_Task goal_
Copy the lines below word for word, from the beginning through the line containing "[[104, 195]]". Leave the pictures out of your copy.

_Input for this task_
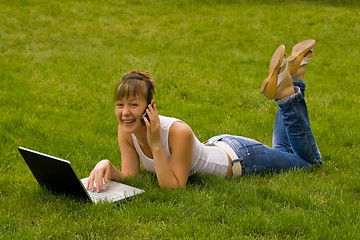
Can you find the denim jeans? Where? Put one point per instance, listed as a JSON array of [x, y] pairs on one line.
[[294, 145]]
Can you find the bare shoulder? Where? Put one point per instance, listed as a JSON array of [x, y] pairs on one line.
[[180, 137], [180, 129]]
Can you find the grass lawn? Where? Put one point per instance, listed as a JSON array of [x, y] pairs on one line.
[[60, 61]]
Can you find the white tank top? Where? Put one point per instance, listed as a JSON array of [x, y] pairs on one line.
[[205, 159]]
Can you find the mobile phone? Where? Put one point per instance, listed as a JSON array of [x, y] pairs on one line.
[[144, 115]]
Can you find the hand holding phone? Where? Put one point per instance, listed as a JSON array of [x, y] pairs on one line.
[[144, 115]]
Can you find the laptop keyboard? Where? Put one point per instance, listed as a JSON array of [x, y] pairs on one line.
[[104, 195]]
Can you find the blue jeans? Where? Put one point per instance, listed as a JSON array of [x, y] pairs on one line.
[[294, 145]]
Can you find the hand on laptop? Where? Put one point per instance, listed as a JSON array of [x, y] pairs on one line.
[[100, 172]]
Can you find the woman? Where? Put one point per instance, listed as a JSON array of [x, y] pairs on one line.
[[168, 147]]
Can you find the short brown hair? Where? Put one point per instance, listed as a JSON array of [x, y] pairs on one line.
[[135, 83]]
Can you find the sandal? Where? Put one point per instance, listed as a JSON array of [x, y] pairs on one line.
[[274, 84], [297, 58]]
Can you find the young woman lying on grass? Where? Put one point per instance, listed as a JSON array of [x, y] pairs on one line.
[[167, 146]]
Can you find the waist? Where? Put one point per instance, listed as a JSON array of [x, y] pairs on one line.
[[234, 166]]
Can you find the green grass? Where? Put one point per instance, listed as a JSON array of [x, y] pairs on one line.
[[60, 61]]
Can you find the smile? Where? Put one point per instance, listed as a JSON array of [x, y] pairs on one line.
[[128, 121]]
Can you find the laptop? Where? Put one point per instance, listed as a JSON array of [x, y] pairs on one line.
[[58, 175]]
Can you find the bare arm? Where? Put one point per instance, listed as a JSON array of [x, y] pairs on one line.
[[173, 174], [130, 165]]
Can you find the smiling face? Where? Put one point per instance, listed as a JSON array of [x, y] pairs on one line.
[[132, 95], [128, 112]]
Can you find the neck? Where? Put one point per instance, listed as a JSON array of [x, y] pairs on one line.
[[141, 135]]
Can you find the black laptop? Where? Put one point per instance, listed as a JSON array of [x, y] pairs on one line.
[[57, 175]]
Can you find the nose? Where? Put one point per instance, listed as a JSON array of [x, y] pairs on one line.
[[126, 110]]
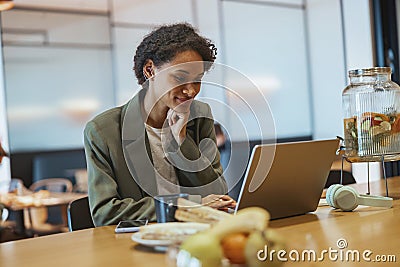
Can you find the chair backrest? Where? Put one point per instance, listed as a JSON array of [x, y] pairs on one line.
[[52, 185], [79, 216]]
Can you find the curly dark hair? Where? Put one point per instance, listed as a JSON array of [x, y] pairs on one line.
[[165, 42]]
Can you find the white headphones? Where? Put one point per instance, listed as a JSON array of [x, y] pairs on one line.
[[347, 198]]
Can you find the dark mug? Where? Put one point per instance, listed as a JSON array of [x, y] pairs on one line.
[[166, 206]]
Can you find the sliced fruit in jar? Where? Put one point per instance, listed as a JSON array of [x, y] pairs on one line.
[[386, 125], [396, 124], [375, 130], [366, 125], [378, 117]]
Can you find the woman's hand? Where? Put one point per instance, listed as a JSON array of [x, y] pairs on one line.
[[177, 122], [221, 202]]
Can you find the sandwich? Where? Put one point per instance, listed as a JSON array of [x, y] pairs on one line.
[[174, 232]]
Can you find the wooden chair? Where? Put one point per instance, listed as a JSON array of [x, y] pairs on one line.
[[79, 216], [37, 219]]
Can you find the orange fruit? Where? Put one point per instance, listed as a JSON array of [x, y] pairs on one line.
[[233, 246]]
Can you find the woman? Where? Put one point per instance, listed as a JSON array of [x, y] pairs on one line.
[[151, 145]]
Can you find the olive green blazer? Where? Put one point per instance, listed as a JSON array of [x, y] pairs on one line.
[[122, 181]]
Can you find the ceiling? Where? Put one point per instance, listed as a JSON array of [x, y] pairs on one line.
[[92, 5]]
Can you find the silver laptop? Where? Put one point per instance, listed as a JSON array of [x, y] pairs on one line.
[[287, 179]]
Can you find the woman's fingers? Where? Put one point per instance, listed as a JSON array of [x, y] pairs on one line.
[[219, 201]]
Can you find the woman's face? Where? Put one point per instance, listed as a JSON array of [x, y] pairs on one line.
[[177, 82]]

_Expected answer_
Can you find the denim jeans? Where? Put one point per instance, listed as a JSON array of [x, y] pairs on one line.
[[294, 145]]
Can you find the bare shoulder? Where? Put one point per instance, listed as a JSON array of [x, y] pairs on one line.
[[180, 137], [180, 129]]
Can you find the grass lawn? Where? Put one point per instance, listed as a JSON array of [x, y] pairs on one line.
[[60, 61]]
Can you find the white tank top? Where? Put one point per instance, listed as a JSON array of [x, y] pairs on one line.
[[205, 159]]
Can you find the mobile phone? Where? Put one point per instance, listed as a JSON array of [x, y] pairs on one line.
[[144, 115]]
Can you find the hand holding phone? Where? Put one point per instance, listed as a JSON array of [x, y] pairs on one line.
[[144, 115]]
Can you find the laptop keyboard? Where? Put one point per instance, listed as a JSON array of [x, y] pairs on one line.
[[104, 195]]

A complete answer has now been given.